<<<<

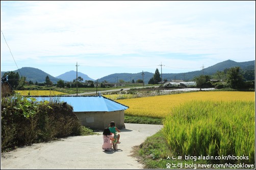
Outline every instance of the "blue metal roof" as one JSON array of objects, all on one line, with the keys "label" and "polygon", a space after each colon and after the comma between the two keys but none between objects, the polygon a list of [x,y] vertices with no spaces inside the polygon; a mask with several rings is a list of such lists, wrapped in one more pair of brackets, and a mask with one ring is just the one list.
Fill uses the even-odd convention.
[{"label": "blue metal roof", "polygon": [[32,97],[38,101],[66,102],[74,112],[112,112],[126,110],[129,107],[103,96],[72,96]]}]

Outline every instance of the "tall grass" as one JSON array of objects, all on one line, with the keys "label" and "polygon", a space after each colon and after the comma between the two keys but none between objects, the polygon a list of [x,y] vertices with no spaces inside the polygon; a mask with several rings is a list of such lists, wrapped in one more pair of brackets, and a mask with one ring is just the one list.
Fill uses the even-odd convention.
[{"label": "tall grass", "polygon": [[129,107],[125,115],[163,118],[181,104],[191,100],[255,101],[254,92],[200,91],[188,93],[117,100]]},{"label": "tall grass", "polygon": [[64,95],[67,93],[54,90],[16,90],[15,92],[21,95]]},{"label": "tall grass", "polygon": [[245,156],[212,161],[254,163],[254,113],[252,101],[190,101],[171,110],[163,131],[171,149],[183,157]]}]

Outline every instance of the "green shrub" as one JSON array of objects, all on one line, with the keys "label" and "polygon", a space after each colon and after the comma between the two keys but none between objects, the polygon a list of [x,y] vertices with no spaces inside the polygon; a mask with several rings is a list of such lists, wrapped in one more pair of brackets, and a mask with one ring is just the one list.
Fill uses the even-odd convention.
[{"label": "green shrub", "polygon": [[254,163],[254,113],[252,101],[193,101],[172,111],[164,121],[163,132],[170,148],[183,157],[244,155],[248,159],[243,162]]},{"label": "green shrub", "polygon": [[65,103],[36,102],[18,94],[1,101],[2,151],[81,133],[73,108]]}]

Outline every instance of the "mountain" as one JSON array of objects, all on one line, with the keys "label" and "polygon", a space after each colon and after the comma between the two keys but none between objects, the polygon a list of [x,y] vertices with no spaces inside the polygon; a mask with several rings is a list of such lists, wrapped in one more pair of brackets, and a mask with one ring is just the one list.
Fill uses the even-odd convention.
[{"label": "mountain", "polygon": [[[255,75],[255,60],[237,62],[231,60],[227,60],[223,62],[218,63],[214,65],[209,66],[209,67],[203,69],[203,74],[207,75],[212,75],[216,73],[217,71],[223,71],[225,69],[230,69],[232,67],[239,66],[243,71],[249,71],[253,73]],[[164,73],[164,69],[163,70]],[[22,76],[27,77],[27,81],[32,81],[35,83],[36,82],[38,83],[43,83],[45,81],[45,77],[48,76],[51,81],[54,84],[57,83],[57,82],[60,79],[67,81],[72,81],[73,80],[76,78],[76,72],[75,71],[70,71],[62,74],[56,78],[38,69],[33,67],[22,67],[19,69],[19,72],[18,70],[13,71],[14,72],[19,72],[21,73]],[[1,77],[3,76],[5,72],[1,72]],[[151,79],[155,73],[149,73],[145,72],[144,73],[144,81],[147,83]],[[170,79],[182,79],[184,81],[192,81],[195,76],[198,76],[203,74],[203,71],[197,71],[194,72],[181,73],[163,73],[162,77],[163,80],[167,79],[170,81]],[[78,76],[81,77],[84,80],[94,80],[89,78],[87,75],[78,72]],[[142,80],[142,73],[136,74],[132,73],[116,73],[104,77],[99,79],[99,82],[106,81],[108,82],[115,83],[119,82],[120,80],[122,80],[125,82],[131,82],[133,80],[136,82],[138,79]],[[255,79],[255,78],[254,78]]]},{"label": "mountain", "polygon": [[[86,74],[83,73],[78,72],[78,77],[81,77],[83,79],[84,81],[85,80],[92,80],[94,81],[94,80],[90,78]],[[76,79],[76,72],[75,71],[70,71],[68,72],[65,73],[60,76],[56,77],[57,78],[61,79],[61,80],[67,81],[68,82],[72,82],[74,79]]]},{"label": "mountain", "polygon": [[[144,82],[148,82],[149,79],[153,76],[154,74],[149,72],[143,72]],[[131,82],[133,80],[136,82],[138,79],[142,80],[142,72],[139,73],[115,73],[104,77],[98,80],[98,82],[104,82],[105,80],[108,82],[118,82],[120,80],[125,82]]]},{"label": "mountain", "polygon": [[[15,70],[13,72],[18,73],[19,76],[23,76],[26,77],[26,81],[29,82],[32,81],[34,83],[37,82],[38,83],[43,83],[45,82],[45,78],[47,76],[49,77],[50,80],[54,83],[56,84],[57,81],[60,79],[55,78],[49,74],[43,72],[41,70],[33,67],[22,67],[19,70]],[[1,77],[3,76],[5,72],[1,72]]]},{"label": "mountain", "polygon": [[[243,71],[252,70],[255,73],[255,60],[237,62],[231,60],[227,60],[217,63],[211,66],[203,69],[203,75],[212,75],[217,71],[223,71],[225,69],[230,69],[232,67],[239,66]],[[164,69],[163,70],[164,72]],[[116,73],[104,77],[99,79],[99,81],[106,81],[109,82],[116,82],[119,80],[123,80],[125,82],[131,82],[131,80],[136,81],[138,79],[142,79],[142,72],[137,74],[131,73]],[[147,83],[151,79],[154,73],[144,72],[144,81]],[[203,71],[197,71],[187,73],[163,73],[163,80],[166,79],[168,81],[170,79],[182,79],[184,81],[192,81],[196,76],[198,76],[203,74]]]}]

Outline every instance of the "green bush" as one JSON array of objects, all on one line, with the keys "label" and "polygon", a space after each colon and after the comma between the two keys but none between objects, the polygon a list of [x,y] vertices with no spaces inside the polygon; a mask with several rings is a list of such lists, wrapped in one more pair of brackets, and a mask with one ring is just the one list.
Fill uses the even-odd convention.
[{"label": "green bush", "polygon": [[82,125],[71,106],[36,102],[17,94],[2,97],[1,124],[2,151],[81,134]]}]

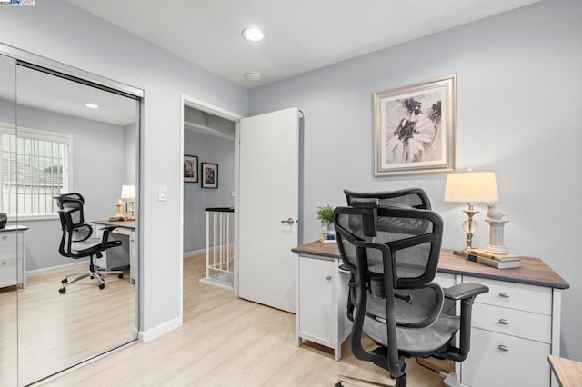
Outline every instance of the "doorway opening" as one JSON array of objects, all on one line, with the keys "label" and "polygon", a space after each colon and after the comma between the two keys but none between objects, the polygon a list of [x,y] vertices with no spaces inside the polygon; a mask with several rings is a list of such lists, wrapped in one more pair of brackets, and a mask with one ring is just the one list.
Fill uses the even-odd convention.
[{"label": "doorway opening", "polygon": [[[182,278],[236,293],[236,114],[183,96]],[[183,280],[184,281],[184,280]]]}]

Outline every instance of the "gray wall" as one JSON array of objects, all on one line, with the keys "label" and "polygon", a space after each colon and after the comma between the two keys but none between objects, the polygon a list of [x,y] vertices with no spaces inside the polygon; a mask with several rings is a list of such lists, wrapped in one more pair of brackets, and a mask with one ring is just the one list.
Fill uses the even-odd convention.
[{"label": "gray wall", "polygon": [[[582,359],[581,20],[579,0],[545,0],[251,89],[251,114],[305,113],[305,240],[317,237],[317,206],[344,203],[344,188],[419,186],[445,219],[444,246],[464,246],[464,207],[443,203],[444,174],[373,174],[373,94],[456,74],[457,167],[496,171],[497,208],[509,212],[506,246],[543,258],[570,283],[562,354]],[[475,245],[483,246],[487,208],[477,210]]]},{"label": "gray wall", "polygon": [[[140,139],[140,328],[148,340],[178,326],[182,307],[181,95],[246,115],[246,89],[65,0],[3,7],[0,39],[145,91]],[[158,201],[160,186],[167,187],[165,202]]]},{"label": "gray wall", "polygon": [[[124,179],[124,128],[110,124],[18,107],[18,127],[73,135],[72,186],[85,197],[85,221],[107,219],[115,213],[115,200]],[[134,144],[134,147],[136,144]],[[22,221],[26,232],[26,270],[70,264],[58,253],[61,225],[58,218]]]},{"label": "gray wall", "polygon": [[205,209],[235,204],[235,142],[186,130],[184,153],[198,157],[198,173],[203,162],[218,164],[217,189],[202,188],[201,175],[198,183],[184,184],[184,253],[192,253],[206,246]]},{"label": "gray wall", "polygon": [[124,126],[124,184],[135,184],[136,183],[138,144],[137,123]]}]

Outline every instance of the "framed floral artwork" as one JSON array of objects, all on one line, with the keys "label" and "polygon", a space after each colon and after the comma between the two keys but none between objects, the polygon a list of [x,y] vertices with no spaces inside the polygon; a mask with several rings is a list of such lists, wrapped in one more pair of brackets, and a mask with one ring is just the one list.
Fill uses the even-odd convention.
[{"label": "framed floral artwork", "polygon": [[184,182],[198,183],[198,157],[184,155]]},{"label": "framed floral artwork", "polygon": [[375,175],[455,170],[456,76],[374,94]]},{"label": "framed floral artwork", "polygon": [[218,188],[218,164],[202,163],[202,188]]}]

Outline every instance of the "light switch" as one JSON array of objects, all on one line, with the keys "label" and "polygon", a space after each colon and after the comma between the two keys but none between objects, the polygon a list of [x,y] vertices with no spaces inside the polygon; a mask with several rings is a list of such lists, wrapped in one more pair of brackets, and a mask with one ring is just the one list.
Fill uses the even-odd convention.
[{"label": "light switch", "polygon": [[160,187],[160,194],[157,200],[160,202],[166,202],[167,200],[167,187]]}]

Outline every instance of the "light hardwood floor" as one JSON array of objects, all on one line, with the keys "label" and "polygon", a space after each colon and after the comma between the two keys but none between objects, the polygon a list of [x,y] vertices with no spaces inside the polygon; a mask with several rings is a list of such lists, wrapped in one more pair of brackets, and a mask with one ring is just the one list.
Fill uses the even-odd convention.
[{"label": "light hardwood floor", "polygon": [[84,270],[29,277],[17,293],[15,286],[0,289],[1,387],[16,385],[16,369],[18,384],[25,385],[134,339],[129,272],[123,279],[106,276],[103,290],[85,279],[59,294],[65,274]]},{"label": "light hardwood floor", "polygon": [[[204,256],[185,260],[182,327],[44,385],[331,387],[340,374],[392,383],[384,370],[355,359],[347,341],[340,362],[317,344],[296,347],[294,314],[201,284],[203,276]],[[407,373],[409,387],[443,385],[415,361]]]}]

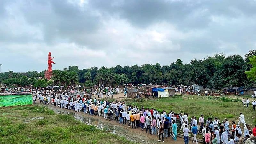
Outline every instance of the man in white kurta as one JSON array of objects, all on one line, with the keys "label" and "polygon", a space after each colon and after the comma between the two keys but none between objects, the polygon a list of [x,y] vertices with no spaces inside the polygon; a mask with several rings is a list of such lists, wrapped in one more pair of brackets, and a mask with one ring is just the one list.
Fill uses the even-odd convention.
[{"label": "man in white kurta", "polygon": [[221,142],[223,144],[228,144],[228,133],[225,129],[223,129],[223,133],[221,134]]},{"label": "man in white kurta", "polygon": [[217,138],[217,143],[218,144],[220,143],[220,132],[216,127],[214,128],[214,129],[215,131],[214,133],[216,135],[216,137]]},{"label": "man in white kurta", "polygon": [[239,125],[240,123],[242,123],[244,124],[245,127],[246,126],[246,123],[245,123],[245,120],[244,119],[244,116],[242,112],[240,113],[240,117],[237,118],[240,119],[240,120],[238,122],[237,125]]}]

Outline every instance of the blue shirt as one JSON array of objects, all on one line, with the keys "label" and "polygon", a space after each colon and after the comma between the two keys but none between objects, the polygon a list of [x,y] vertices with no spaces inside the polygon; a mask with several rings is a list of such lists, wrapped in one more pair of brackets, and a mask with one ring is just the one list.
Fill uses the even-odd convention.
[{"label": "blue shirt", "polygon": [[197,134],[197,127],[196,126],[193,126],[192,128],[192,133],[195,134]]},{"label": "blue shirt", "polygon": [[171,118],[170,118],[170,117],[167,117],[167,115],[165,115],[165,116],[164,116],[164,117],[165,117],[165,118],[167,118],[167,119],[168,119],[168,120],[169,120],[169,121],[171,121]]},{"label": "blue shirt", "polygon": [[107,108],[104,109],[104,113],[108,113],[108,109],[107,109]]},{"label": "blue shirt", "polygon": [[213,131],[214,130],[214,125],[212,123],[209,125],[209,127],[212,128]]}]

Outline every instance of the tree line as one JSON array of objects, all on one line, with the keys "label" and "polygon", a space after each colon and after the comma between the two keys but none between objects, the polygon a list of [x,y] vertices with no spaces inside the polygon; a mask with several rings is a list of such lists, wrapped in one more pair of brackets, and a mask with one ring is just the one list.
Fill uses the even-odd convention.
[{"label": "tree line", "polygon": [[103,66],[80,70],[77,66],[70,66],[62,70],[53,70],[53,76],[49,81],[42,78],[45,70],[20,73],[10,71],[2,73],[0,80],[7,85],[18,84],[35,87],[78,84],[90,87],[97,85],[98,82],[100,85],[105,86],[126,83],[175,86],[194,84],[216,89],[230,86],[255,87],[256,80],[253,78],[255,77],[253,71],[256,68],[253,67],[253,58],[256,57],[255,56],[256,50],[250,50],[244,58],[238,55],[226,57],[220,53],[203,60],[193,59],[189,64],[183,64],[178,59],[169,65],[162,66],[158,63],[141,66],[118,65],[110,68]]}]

>>>>

● **ЧТО ТРЕБУЕТСЯ**: Сообщите, сколько строк приведенного выше списка содержат строку «bush», учитывая регистр букв. В ответе укажите только число.

● **ПИСЬМЕННЫЙ ОТВЕТ**: 2